--- INFORMATION PROVIDED ---
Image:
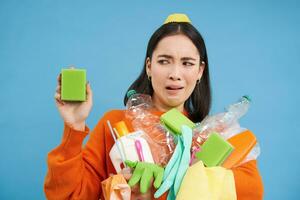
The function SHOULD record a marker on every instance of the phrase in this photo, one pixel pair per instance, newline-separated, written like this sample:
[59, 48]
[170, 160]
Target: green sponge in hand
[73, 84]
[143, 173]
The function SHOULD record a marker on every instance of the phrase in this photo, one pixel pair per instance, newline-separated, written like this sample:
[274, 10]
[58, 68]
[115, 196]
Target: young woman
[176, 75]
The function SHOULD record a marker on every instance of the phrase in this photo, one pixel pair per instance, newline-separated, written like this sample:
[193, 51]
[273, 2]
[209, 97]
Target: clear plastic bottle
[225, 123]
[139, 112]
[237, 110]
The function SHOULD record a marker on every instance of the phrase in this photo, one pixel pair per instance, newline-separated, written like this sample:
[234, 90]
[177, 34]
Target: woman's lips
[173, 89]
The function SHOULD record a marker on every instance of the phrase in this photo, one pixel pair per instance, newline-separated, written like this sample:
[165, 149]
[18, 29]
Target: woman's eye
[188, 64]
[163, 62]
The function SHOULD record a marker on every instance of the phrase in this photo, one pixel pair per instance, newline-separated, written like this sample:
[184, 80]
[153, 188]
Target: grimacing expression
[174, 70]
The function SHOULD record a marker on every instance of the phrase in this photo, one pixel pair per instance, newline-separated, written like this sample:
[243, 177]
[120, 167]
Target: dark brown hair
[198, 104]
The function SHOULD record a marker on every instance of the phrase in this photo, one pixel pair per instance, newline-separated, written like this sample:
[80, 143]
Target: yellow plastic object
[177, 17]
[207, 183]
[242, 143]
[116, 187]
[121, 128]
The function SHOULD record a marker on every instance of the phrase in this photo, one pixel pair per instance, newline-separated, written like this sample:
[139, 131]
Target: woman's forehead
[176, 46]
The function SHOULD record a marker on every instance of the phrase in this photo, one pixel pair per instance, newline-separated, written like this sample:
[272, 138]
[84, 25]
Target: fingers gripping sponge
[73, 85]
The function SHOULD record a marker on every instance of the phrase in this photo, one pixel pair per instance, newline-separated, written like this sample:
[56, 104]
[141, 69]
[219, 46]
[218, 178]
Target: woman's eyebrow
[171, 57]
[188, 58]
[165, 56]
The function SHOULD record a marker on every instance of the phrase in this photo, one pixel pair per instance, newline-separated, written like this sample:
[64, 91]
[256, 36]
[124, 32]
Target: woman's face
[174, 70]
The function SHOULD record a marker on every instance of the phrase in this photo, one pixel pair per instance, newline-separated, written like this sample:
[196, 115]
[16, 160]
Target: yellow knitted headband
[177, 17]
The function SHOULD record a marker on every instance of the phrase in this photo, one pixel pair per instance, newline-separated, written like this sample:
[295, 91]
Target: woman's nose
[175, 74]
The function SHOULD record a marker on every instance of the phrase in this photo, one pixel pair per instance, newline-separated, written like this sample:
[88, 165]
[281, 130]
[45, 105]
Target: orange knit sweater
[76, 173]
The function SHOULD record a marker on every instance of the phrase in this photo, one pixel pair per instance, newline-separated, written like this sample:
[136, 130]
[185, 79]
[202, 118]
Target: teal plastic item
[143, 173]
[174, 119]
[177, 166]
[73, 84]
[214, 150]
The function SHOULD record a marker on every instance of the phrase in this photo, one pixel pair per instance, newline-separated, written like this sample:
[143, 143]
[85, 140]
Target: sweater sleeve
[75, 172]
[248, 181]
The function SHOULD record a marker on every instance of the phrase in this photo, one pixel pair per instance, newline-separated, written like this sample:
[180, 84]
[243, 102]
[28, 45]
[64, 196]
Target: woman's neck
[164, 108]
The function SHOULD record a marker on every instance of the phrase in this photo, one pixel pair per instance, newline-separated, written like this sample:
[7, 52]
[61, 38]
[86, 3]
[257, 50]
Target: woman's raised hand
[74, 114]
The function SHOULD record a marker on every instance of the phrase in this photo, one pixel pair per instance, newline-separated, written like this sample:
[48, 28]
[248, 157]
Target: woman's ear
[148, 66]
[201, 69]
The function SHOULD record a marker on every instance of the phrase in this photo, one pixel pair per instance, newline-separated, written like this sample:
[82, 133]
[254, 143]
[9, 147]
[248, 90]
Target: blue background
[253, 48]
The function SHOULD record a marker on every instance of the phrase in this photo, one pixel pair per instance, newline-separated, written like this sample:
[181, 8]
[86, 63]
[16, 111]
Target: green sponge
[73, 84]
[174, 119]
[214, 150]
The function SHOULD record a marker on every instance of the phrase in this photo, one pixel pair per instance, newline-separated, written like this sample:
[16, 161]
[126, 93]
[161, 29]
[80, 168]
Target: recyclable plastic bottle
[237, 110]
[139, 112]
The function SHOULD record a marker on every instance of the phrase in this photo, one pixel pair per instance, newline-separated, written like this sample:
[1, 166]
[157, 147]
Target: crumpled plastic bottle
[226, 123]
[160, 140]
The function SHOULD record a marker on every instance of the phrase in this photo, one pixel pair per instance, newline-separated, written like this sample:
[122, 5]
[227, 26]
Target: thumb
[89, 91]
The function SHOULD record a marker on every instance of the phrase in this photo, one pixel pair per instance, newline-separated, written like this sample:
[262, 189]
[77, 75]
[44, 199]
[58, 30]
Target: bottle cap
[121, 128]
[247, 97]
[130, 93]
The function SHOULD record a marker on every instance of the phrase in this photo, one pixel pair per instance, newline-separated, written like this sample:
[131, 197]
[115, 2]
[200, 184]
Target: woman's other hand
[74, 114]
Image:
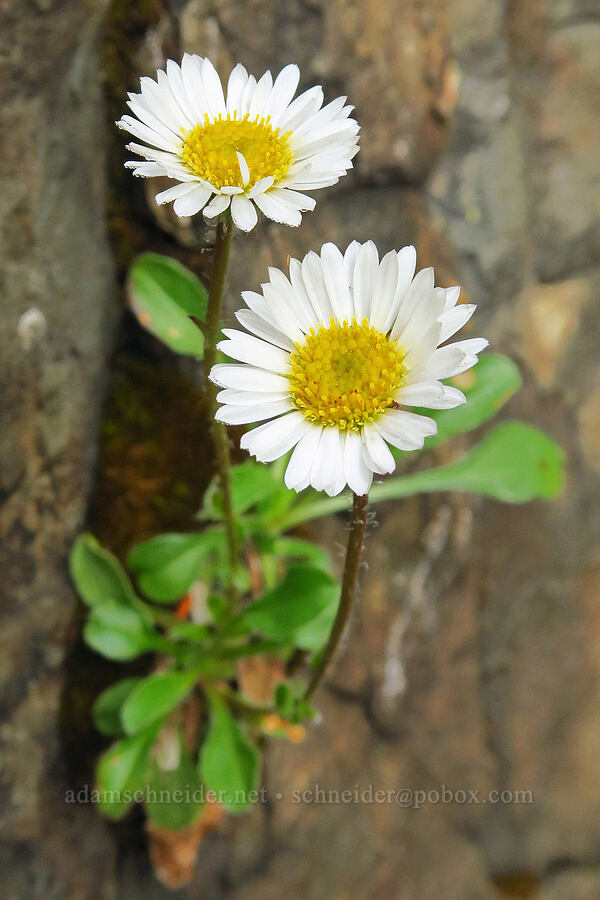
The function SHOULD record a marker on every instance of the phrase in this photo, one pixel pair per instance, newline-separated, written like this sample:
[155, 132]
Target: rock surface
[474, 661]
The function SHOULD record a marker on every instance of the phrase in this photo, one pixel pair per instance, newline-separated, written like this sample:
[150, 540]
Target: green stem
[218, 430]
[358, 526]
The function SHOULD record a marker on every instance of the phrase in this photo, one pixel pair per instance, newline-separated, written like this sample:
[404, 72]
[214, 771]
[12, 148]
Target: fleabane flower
---
WHAT TO PRODUCE: Copy the data above word for word. Pictures stay out.

PROBLEM SOLUTION:
Image:
The function SHOULD record a marker on every instance of the phrase in this photo, one pixel pair per instance, newline-separated, written like this sample:
[59, 48]
[170, 160]
Target: green sponge in hand
[73, 84]
[143, 173]
The function SHOULD record a marker on every instance of the phrase in this photo, one pixel pair per instance, newline-separated, written like this sample:
[274, 10]
[58, 68]
[115, 196]
Target: young woman
[176, 75]
The function SHOULD record a marker on every instance of the phrase in this photo, one pixel pair per instance, newline-separated, written like this sample:
[193, 51]
[273, 2]
[209, 97]
Target: clear plastic bottle
[225, 123]
[139, 112]
[237, 110]
The function SHOULD record a marker on every instance of the phrase in this photo, one pixel pair per instance, newline-separated, written like this sample:
[234, 90]
[177, 34]
Target: woman's lips
[173, 89]
The function SHOULD record a marker on every instance of the phrase in this photo, one pixel pair per instance, newline-separated, written like this sample:
[165, 149]
[18, 29]
Target: woman's eye
[188, 64]
[163, 62]
The function SHOULD record a marker on every instance of the phrase in this photo, one pixel pair per instance, newline-separated, written like this sample:
[184, 80]
[153, 188]
Target: grimacing expression
[174, 70]
The function SHOULD record a marker on every instance of the phrase in this photo, one pixel pair per instance, newline-separated, written like this sample:
[243, 177]
[120, 167]
Target: dark brown hair
[198, 104]
The function SHOULD record a marker on every instance of the phrase in this photo, one pixel pair per instance, newline-separated, written like this sample:
[80, 143]
Target: yellow plastic object
[177, 17]
[207, 183]
[242, 143]
[116, 187]
[121, 128]
The function SHOULD record a marker on every instance of the phrase in this photo, one pixel pair per instance, newline-separated, written like this sample:
[139, 131]
Target: woman's forehead
[176, 46]
The function SHOULD record a marker on every instance of the phrase in this photo, one pixel pair per instance, newline-separated, written like this sample:
[272, 138]
[84, 25]
Target: fingers gripping sponge
[73, 85]
The function SHOULD record a marker on every instance of the phrase in this photo, one pixel pair per instance, newline-separated, written like this sample:
[56, 104]
[141, 69]
[219, 46]
[218, 178]
Target: woman's eyebrow
[171, 57]
[188, 58]
[165, 56]
The function SHOULD record a marker on every instance of the phrase in this photo, one pixel pair per instance, newline-separated, written like this sample:
[64, 91]
[256, 36]
[124, 32]
Target: woman's face
[174, 70]
The function SHOULD record a marker on every instance of the phrase in this photo, one pixel pair per instance, newline-separated, written like this sample:
[196, 115]
[16, 160]
Target: yellow knitted headband
[177, 17]
The function SHOULD record a marker on every instance of the phrase in this photo, one pixel pair per instance, newline-separated, written like this sample:
[295, 91]
Target: woman's nose
[175, 74]
The function SHOULD record a marker on every instance of the phrase in this photo, one pixel pair per instance, newline-separated, written like this sample:
[88, 165]
[281, 130]
[45, 105]
Target: orange knit sweater
[76, 173]
The function SHOULD record a marker on every instance of the phrase in this photo, one pixel pair per instance, newline-separated, written like this sample:
[136, 130]
[185, 79]
[202, 118]
Target: teal plastic item
[143, 173]
[174, 119]
[177, 166]
[73, 84]
[214, 150]
The function SHOULD record a marker on every instance of the phrase in this photo, one pixel pair per instance, newline-separated, written like this sample:
[143, 143]
[85, 140]
Target: sweater sleeve
[75, 172]
[248, 181]
The function SHOULD record a marker on every instance of the phrase in this photo, one pixel pair per instance, newline-separated, written like this sample:
[180, 84]
[243, 102]
[28, 45]
[64, 196]
Target: woman's neck
[164, 108]
The function SHOULD record a marker on every instance of the phrase in this photo, one pixel pair per instance, newline-separated, written like this sample:
[7, 52]
[61, 38]
[86, 3]
[257, 50]
Target: woman's raised hand
[74, 114]
The function SHOULD record a marker on every instance of the phrase in this photo, one pixel pair per instance, newline-separated, written like this sample:
[48, 28]
[248, 157]
Target: woman's ear
[148, 66]
[201, 69]
The function SHOULD record a marker on every instance of the phrase in this photo, one pixel pair per instance, newline-separated, written like this sample:
[82, 133]
[254, 143]
[9, 147]
[248, 90]
Target: blue background
[253, 48]
The function SHOULD record a marker on every instance of the phrase in this photo, one pixel pair per instance, newline-separated, written like this sample:
[181, 8]
[86, 63]
[16, 111]
Target: green sponge
[73, 84]
[174, 119]
[214, 150]
The function SHOULD record a marker on every instance of the phrase in this photo, one pixel pair per instance, newline-separated, written like this sample:
[16, 161]
[126, 93]
[161, 29]
[80, 168]
Target: recyclable plastic bottle
[237, 110]
[139, 112]
The function SHOULD record a marker on every instance of the phrase in this photo, one pixel pair per instance, newline-separated, written like this sample:
[1, 166]
[157, 147]
Target: crumpled plastic bottle
[226, 123]
[160, 140]
The function SHOULD record a marker on every instance of the phrase in this photo, one pixel pair per instance, newline-separated, written like this sample:
[122, 5]
[227, 26]
Target: thumb
[89, 91]
The function SHOULD record a marker on every instance of the phrase in this photo, one pixel pair per instance, newline-separated, written like this sample:
[262, 189]
[77, 75]
[44, 199]
[58, 30]
Target: bottle cap
[121, 128]
[247, 97]
[130, 93]
The function SHOULD record a marker on every instance of the phrase in this photo, one pixel pair per instance, newline-separated, written like this sample:
[131, 197]
[115, 2]
[200, 184]
Target: woman's other hand
[74, 114]
Image:
The function SHOULD record a marker on every instance of the phrase in this photo, one pixel pair per instance, newline-separated, written like this sample:
[155, 132]
Target: rock surface
[474, 661]
The function SHOULD record a marker on every instance of the phrase in this photo, one pixel pair per instance, newline-separated, written like this sample:
[150, 540]
Target: green stem
[218, 430]
[358, 526]
The function SHOULD record a marker on every instance of the phrase in this photo, one pixel pair per instance, newline-separated, written like this sample:
[404, 72]
[214, 771]
[12, 148]
Target: fleabane flower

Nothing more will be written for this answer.